**Tasks and exercises**:
[1] Decide whether each statement agrees with the Alien Weaponry profile below. For each, answer yes or no and quote the words of the profile that settle it. (a) The de Jong brothers attended a Māori language school until they were seven. (b) The brothers wrote their first song together when they were 10 and 12 years old. (c) Ethan Trembath and Lewis met at a circus school.
[2] Carry on the Alien Weaponry profile below, picking up after its final sentence.

**Document**:
┌──

Alien Weaponry

Alien Weaponry

About the Artist

Teenage thrash metal band Alien Weaponry shock and surprise audiences on a number of levels. Their songwriting is complex, developed and highly political. Their live performance energy is startling, with just two fourteen year olds commanding the front of stage as effectively as four and five piece bands three times their age. But perhaps most surprising of all, given their blonde flailing locks and Viking appearance, many of their songs are in New Zealand's native language, Te Reo Māori.


In fact, guitarist/lead singer Lewis de Jong (14) and his brother, drummer Henry (16), are of Ngati Pikiāo and Ngati Raukawa descent - they call themselves ‘Stealth Māori.' They attended a full immersion kura kaupapa Māori (Māori language school) until they were seven years old, where singing waiata and performing haka were a daily routine.
Also ingrained in their early learning were stories of New Zealand history from a Māori perspective - giving rise to songs like ‘Raupatu' (land confiscations by the colonial government), ‘Kaitangata' (the ancient practice of eating the flesh of one's fallen enemies after a battle in order to insult them), and ‘Rū Ana te Whenua' (the trembling earth - referring to the mighty battle at Pukehinahina/Gate Pa in 1864, where their ancestor, Te Ahoaho, lost his life).
The band's English material is equally controversial, with songs like ‘Hypocrite,' ‘Rage,' ‘PC Bro',' and ‘The Cult of Sanitised Warfare' calling out everyone from teachers and friends at school to the media for variously glorifying and destroying the lives of television and sports stars.


"We listened to all sorts of music when we were younger," says lead singer and guitarist Lewis de Jong, "but we were drawn to thrash metal because it's quite complex music, and it is a great vehicle for expressing real stories and emotions."


"It also works with Te Reo Māori," adds his brother Henry. "Both the musical style and the messages have a lot of similarities with haka, which is often brutal, angry and about stories of great courage or loss."
Other early musical influences included Red Hot Chilli Peppers, Rage Against the Machine and Metallica, and the brothers wrote their first song together when they were 8 and 10 years old. The band's name was also decided then - inspired by the movie District 9.


Bass player Ethan Trembath (14) and guitarist Lewis met while honing their unicycling skills at the local circus school in Waipu, Northland, where the de Jong brothers moved to in 2012. He scored the job in Alien Weaponry because he could play the ukulele and (at age 10) he was the first friend who could reach the end of the bass guitar.

└──

**Supplied entries**:
┌──

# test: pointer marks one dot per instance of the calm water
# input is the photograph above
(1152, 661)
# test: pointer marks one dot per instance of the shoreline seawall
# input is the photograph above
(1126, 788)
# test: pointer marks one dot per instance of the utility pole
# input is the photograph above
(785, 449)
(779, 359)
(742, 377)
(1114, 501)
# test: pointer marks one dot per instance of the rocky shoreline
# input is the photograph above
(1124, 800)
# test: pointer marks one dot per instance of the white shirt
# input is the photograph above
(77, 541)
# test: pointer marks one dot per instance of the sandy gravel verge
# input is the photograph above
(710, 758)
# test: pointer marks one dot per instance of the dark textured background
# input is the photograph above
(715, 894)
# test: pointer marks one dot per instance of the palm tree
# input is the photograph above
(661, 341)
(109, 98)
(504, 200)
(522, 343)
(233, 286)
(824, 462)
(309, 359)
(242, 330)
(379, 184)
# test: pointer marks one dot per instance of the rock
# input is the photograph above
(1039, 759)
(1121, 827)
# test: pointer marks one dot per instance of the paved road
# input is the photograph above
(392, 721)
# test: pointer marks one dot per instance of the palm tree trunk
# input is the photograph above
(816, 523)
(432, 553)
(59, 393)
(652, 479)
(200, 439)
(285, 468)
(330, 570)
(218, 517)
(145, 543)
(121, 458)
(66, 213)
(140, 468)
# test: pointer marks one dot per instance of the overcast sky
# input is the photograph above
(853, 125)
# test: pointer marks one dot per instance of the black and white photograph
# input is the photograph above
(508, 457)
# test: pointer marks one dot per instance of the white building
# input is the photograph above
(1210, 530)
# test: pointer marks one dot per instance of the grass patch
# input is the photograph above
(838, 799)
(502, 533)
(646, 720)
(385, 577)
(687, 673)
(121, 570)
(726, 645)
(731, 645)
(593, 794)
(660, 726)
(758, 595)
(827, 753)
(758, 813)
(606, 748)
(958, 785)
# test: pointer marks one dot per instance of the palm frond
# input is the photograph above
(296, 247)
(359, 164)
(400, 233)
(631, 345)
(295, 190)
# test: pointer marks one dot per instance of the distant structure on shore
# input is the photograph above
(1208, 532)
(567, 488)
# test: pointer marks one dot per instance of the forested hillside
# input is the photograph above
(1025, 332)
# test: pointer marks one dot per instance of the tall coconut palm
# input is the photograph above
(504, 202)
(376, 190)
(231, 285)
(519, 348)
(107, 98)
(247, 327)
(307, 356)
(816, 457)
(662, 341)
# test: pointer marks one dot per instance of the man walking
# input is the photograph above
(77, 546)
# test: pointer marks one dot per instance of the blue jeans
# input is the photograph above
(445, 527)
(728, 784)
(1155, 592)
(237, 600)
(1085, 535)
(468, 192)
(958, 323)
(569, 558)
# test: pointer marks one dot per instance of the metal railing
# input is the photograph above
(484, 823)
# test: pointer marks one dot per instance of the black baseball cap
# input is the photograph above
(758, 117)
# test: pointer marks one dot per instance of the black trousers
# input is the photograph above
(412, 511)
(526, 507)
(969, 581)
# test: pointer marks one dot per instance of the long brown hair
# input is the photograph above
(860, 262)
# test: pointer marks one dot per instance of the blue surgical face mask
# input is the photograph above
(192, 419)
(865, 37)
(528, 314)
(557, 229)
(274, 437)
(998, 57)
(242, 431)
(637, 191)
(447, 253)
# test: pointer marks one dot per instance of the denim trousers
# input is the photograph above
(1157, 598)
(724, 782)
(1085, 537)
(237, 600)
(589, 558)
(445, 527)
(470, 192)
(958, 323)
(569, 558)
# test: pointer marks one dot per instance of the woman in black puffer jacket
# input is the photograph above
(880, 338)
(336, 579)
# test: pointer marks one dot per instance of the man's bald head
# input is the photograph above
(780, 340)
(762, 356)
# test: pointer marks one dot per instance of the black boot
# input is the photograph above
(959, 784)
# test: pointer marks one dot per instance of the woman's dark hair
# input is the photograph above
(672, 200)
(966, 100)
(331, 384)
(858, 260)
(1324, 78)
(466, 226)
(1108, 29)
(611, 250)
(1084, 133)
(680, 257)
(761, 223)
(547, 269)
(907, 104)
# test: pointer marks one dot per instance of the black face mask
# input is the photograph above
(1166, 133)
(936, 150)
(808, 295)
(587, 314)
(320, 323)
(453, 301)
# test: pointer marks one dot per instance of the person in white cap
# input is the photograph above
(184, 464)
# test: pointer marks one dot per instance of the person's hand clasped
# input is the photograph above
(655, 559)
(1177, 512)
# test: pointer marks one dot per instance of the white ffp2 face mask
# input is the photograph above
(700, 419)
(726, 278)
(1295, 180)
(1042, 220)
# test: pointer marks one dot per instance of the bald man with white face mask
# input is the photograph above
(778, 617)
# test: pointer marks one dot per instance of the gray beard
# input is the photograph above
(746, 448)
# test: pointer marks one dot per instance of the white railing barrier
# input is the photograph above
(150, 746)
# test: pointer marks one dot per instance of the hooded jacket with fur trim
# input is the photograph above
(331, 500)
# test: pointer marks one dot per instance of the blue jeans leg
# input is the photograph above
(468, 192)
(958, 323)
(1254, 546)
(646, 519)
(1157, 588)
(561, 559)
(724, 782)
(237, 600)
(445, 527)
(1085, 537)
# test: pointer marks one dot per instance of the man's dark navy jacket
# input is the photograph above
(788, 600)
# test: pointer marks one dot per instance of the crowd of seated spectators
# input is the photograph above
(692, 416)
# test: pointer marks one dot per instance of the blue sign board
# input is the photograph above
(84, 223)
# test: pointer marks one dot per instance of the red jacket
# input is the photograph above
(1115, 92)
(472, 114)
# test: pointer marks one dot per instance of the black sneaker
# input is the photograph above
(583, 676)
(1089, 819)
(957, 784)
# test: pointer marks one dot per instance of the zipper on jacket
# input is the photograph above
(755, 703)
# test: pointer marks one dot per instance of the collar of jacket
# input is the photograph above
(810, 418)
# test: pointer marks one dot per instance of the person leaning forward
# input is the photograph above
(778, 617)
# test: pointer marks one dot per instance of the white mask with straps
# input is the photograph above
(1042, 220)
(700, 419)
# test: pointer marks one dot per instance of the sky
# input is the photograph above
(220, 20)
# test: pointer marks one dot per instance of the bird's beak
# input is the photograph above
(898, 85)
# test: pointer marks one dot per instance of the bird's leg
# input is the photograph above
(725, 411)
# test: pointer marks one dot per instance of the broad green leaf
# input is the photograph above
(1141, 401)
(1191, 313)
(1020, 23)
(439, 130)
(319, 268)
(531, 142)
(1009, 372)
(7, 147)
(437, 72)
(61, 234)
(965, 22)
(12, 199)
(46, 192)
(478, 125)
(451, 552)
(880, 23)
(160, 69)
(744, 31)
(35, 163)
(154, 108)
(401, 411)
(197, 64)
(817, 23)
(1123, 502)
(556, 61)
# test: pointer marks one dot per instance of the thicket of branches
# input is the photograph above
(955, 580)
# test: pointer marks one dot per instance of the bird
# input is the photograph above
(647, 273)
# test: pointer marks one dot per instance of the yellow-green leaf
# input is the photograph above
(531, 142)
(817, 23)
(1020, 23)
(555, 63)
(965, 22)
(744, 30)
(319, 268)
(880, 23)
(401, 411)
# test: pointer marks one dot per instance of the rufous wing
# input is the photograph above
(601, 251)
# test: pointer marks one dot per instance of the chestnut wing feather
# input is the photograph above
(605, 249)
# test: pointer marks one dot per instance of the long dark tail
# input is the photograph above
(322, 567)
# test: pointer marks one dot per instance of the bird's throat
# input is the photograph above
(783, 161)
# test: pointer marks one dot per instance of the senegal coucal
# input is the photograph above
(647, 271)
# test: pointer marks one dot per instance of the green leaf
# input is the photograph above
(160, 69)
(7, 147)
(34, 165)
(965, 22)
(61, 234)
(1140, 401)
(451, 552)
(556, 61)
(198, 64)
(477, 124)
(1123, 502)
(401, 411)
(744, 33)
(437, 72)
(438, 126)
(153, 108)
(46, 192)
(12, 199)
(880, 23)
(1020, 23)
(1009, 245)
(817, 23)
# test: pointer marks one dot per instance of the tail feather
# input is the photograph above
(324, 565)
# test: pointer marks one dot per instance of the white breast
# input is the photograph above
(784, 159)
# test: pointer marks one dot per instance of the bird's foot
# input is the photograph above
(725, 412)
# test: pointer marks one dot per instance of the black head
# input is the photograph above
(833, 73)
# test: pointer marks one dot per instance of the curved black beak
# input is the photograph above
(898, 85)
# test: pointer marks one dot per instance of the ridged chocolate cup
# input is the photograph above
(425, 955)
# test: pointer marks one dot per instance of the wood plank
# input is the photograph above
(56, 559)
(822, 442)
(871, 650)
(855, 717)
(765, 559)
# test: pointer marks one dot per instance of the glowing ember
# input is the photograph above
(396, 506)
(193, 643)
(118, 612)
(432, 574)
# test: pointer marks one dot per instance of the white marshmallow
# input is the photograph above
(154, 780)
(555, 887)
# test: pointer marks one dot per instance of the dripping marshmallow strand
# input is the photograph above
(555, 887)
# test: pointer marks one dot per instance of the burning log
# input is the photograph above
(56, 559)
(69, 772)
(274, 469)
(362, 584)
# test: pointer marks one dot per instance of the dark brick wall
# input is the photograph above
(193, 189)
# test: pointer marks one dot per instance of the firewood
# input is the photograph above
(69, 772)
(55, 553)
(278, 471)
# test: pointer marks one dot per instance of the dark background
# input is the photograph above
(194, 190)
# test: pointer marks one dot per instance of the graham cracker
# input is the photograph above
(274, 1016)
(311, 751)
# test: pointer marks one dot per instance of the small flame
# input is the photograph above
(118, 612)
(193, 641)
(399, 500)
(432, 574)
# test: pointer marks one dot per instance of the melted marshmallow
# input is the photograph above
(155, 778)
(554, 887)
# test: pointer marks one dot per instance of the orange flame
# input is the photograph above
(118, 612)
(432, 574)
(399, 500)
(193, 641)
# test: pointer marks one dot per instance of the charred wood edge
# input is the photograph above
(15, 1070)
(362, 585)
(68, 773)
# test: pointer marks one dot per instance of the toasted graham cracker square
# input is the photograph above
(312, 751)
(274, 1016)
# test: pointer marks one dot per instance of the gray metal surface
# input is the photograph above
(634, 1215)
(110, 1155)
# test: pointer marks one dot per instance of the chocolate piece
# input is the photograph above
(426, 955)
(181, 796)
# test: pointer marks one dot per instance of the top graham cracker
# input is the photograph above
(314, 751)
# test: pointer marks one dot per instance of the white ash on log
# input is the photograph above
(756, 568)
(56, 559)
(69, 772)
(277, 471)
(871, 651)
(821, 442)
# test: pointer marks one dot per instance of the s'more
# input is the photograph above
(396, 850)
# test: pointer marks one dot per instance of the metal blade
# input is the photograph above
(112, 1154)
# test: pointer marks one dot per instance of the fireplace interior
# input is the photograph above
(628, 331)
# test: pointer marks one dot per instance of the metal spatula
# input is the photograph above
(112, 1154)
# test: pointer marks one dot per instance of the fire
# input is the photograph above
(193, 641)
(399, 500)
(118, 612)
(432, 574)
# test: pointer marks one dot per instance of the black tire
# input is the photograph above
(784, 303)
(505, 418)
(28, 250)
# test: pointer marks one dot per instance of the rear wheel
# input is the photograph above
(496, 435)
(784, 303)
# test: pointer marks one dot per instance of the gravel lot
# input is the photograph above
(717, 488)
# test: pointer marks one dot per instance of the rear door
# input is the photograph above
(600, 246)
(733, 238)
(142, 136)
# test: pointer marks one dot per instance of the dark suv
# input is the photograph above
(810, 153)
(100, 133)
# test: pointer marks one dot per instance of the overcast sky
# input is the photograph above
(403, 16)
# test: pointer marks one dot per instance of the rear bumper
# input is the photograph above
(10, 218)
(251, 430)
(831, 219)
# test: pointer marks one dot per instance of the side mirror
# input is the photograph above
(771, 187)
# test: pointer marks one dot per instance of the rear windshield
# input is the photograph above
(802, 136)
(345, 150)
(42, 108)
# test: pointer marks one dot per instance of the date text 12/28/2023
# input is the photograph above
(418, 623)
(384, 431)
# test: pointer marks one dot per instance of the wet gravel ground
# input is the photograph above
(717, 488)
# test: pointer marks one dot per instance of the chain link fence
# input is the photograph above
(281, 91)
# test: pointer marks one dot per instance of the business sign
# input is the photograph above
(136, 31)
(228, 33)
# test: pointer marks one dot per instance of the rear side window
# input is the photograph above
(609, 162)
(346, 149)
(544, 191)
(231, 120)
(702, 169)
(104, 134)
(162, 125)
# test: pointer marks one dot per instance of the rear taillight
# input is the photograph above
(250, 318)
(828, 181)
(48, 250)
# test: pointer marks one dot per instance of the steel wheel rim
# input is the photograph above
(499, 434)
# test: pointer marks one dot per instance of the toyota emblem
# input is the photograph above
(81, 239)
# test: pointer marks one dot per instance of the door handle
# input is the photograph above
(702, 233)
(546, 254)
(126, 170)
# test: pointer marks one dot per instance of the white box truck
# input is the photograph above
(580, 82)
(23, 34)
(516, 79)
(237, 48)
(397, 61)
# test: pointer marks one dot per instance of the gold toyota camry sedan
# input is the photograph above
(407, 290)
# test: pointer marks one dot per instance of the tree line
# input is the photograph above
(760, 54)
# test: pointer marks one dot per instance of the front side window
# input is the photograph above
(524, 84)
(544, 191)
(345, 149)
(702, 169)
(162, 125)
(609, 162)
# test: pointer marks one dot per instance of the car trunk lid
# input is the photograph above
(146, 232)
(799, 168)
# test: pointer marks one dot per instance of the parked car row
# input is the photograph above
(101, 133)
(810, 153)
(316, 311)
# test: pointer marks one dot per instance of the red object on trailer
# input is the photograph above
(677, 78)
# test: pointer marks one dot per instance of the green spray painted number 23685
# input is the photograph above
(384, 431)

└──

**Answers per task**:
[1]
(a) Yes: "They attended a full immersion kura kaupapa Māori (Māori language school) until they were seven years old"
(b) No: "the brothers wrote their first song together when they were 8 and 10 years old"
(c) Yes: "met while honing their unicycling skills at the local circus school in Waipu, Northland"

[2]
Initially, the band's focus was competing in NZ school band competition, Smokefree Rockquest. As they amassed more material, they began touring locally, and had a breakthrough in 2014, when Paul 'The Axe Man' Martin played their demo ‘Cages' on his radio show ‘The Axe Attack'. He subsequently invited the trio to open for his own highly successful band, Devilskin, on their sell-out NZ tour.


A year later, Tom Larkin (drummer for NZ hard rock legends SHIHAD) saw some of their clips on YouTube, resulting in an opening slot with SHIHAD, and an ongoing relationship with Larkin, who is producing their first album.
"These kids are leagues beyond their years," he says. "This is some seriously crushing metal."


Winning the national finals of both Smokefree Rockquest and Smokefree Pacifica Beats in 2016 (the only band ever to win both competitions), as well as independently obtaining a $10K NZ On Air grant a few months earlier, has put Alien Weaponry firmly on the global music radar as a force to be reckoned with.


Metal Hammer magazine recently included the trio in its Ten Best Metal Bands from New Zealand feature (Oct 2016), describing them as "One for the future."


And it's not just the metal community who are taking notice.


"These guys could be bigger than Lorde in terms of our musical export," said TV One Breakfast music correspondent Sarah Gandy, following their Smokefree Rockquest and Pacifica Beats wins.


"They believe in their identity as a metal band, their use of Te Reo is impressive, there's really nothing else like this in the world at the moment," agrees one of the Smokefree judges, Jeff Newton from NZ On Air.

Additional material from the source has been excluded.